§ **EXERCISE**
In the reply, include exactly the lines of the entries below from the first to the line with "Scan for fire.", that line included.

[Saved entries]
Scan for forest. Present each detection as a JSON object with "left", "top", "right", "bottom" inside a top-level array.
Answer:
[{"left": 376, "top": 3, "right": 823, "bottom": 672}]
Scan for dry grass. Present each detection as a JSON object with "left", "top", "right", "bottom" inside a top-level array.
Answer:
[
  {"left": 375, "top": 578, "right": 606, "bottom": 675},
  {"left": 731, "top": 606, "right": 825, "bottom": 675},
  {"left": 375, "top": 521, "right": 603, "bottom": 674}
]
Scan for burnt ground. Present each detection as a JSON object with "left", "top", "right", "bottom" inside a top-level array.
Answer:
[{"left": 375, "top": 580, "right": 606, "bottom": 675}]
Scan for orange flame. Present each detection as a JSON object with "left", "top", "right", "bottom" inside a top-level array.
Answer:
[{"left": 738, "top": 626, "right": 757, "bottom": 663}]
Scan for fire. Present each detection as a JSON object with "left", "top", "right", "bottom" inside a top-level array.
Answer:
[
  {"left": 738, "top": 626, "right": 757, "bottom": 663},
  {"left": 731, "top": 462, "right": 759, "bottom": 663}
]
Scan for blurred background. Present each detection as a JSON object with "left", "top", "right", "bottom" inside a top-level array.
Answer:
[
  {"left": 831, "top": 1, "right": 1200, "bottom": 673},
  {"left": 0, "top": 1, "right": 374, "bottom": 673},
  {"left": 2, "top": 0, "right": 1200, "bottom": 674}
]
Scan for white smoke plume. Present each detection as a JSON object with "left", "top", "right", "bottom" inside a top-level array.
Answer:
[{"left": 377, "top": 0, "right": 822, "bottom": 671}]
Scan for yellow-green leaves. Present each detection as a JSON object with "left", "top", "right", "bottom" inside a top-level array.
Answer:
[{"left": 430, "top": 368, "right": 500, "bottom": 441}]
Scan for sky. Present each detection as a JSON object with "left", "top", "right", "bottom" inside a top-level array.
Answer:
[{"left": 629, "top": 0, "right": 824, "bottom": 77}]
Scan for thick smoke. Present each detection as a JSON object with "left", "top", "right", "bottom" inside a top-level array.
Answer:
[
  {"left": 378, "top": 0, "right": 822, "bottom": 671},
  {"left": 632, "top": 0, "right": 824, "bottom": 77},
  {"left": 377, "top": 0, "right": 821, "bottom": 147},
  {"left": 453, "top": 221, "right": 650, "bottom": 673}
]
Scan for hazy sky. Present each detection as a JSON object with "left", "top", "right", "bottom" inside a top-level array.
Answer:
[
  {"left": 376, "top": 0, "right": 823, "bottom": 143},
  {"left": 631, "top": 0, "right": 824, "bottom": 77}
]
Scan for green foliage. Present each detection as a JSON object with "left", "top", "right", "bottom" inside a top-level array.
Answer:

§ **PROBLEM SOLUTION**
Scan for forest. Present each detection as a JSON object with "left", "top", "right", "bottom" inside a top-level array.
Answer:
[{"left": 376, "top": 3, "right": 823, "bottom": 672}]
Scan for dry grass. Present each detection as a JSON object with "left", "top", "right", "bottom" inside a top-level array.
Answer:
[
  {"left": 375, "top": 578, "right": 606, "bottom": 675},
  {"left": 731, "top": 606, "right": 825, "bottom": 675},
  {"left": 375, "top": 521, "right": 603, "bottom": 674}
]
Scan for burnt ground. Present each detection as a JSON object with "left", "top", "right", "bottom" inside a top-level array.
Answer:
[{"left": 375, "top": 580, "right": 606, "bottom": 675}]
Scan for orange flame. Present each detection as a JSON object with "left", "top", "right", "bottom" inside a top-level array.
Answer:
[{"left": 738, "top": 626, "right": 757, "bottom": 663}]
Scan for fire. Present each detection as a JSON object with "left", "top", "right", "bottom" inside a top-level array.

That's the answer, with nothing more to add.